[BEGIN Material]

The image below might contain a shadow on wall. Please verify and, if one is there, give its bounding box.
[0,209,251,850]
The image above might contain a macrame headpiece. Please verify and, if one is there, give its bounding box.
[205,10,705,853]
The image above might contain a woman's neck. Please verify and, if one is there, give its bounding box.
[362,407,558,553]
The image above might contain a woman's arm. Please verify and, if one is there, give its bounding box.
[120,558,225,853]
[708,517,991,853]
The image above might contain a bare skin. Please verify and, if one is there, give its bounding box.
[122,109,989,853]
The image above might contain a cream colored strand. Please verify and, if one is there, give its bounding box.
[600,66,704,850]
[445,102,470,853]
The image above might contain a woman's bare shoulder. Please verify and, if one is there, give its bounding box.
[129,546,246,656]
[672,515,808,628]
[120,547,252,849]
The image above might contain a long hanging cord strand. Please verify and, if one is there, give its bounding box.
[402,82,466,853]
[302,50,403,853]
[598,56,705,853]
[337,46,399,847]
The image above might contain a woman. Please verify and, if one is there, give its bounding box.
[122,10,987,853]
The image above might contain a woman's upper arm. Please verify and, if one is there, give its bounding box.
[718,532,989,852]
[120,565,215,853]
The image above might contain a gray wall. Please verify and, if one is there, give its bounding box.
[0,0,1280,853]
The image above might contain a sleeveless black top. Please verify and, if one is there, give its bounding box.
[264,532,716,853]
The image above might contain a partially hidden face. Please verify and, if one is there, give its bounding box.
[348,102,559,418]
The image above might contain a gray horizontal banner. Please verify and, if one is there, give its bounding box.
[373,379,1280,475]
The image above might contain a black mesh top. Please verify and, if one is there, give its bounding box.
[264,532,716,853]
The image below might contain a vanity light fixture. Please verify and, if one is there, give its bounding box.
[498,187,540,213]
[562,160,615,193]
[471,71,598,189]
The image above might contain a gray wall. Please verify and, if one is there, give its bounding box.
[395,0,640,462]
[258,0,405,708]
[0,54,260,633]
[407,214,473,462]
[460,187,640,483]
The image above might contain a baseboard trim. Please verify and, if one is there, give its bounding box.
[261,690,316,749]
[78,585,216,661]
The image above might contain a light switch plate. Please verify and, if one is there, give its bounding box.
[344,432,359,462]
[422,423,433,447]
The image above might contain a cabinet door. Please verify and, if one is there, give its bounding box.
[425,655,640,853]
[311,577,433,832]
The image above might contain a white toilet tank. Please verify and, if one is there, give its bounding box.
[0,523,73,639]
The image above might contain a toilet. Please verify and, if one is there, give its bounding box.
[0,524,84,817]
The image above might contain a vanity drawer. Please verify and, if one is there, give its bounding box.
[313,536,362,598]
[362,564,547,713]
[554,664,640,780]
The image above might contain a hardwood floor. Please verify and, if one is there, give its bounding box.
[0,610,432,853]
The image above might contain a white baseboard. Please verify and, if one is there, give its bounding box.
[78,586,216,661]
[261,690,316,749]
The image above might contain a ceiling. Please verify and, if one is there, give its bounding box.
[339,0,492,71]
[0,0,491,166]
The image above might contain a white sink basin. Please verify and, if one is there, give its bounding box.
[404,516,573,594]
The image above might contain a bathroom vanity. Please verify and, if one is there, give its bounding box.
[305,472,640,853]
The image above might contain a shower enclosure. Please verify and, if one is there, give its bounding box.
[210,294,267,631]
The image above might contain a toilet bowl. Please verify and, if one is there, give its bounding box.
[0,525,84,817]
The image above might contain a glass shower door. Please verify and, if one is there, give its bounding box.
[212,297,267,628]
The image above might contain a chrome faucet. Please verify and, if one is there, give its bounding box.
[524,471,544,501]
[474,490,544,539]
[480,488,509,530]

[END Material]

* _What you will do_
Could you print every line of the data above again, word for word, with nothing changed or left out?

* _Answer below_
The image below might contain a shadow on wall. Please verify and, if one is there, give its bounding box.
[0,209,251,850]
The image above might contain a macrame headpiece. Please verify and, if one is there, give its bounding box.
[205,10,705,853]
The image above might contain a woman's neck. Please verify and, if one is there, give its bounding box.
[362,407,558,553]
The image above might contain a woman's arm. Please verify and, if one is there, give its bounding box.
[120,558,225,853]
[708,517,991,853]
The image above might contain a bare skin. Please verify and, if one is there, give its bounding box.
[122,109,989,853]
The image above might contain a cream colored strand. Please verify and, if one is there, give its bounding box.
[600,66,704,850]
[445,102,470,853]
The image above might contain a woman's bare shoulder. Please verify and, if one is there, give its bounding box.
[129,546,246,656]
[672,515,808,628]
[120,547,252,849]
The image above might contain a long hanging cord strand. Please verify and, if one is there, give its bounding box.
[402,82,466,853]
[302,50,403,853]
[598,56,705,853]
[337,46,399,847]
The image above might contain a woman. Please verify and, if one is there, give its bounding box.
[122,10,987,853]
The image above might contain a woman's upper arm. Please verify and, if one is there, give its bounding box.
[718,532,989,852]
[120,565,215,853]
The image above might contain a gray wall. Please verify and, if one is there, give its bounding box.
[0,0,1280,853]
The image above might contain a sleeveless black top. Please verify and, if one is there, give its bounding box.
[264,532,716,853]
The image above might contain a partially hidden face. Please verify and, if one is there, give its bounding box.
[348,102,559,418]
The image above might contain a gray horizontal banner. Please verify and, if one is there, give its bounding box.
[373,379,1280,475]
The image above might contain a black mesh top. Please verify and, if one is there, give its bounding box.
[264,532,716,853]
The image below might contain a vanity light fixture. Please verify and, if one is there, give its bounding box.
[498,187,540,213]
[562,160,615,193]
[471,71,598,189]
The image above might contain a gray wall. Please verify and, if one is there, give its bounding box.
[395,0,640,462]
[258,0,405,708]
[0,54,260,633]
[407,214,473,462]
[460,187,640,483]
The image above might contain a baseboard trim. Please verify and, if one is there, give its bounding box.
[261,690,316,749]
[78,585,216,661]
The image above might contain a light switch plate. Please verify and, if one is there, give its bounding box.
[344,432,359,462]
[422,423,433,447]
The image above might contain a cabinet door. Please verify and, if one is there, give its bounding box.
[425,655,640,853]
[311,577,433,832]
The image above might contain a white toilet tank. Please verify and, if one is there, give its bounding box.
[0,523,73,639]
The image above might contain a toilet. Please verify and, if one is there, give its bounding box.
[0,524,84,817]
The image above might contain a vanity drawer. Please verify and, if one is there, give its bounding box.
[313,536,362,598]
[362,564,547,713]
[554,664,640,780]
The image above might contain a hardwood floor. Please verify and, if one is there, give its bounding box.
[0,610,432,853]
The image above might contain a white baseboard. Please verify and, if one is there, give its bounding box.
[78,586,216,661]
[261,690,316,749]
The image above might contain a ceiling. Please verify and, if one is there, give its bounding box.
[339,0,492,71]
[0,0,491,166]
The image above might contain a white sink basin. Please verify and, if one is there, give its bounding box.
[404,516,573,594]
The image above might contain a bathroom vanity. Please verify and, if one is there, give its bounding box.
[305,472,640,853]
The image above might contain a shower enclosure. Please verify and, if one is there, give its bounding box.
[210,294,267,631]
The image above might contain a toilet bowl. Please verify and, if one is there, give its bounding box.
[0,525,84,817]
The image above might contain a glass shower door. Please verify and, if one is there, give its bounding box.
[212,297,267,628]
The image above might contain a chrome faucet. Please verify and, if one is there, give its bounding box.
[524,471,544,501]
[474,490,544,539]
[480,488,509,530]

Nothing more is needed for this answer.